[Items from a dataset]
....................

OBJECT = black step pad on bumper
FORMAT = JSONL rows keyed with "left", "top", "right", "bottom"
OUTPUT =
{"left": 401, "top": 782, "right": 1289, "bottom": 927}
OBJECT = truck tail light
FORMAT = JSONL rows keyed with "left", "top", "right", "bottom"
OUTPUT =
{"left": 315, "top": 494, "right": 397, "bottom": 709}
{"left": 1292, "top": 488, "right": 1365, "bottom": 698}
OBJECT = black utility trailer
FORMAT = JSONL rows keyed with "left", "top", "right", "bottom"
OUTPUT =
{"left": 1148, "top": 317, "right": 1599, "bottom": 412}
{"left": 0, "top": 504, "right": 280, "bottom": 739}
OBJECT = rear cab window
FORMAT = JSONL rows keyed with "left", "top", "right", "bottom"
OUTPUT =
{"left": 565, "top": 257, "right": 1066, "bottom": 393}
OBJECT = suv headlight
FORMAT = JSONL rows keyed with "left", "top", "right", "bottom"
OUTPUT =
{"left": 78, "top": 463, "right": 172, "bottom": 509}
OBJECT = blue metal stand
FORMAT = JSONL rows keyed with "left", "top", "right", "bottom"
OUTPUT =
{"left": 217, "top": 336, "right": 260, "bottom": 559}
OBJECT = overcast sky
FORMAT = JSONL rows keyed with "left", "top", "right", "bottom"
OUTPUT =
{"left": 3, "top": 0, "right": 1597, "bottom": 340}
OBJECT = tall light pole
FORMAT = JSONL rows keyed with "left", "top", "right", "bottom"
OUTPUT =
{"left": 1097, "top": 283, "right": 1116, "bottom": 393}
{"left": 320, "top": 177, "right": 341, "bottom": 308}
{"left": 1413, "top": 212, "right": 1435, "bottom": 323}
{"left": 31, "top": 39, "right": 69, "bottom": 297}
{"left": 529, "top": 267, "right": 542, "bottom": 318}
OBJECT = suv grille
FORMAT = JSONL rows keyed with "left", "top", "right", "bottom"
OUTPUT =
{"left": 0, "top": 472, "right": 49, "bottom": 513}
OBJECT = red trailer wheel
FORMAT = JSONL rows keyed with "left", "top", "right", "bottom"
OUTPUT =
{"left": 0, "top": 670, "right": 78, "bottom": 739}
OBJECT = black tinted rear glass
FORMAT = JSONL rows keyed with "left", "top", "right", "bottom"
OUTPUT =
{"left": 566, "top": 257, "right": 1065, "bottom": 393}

....................

• [What to do]:
For this exercise, gather every line of the data that contains the word "rear".

• [Answer]:
OBJECT = rear cab window
OBJECT = black tinted rear glass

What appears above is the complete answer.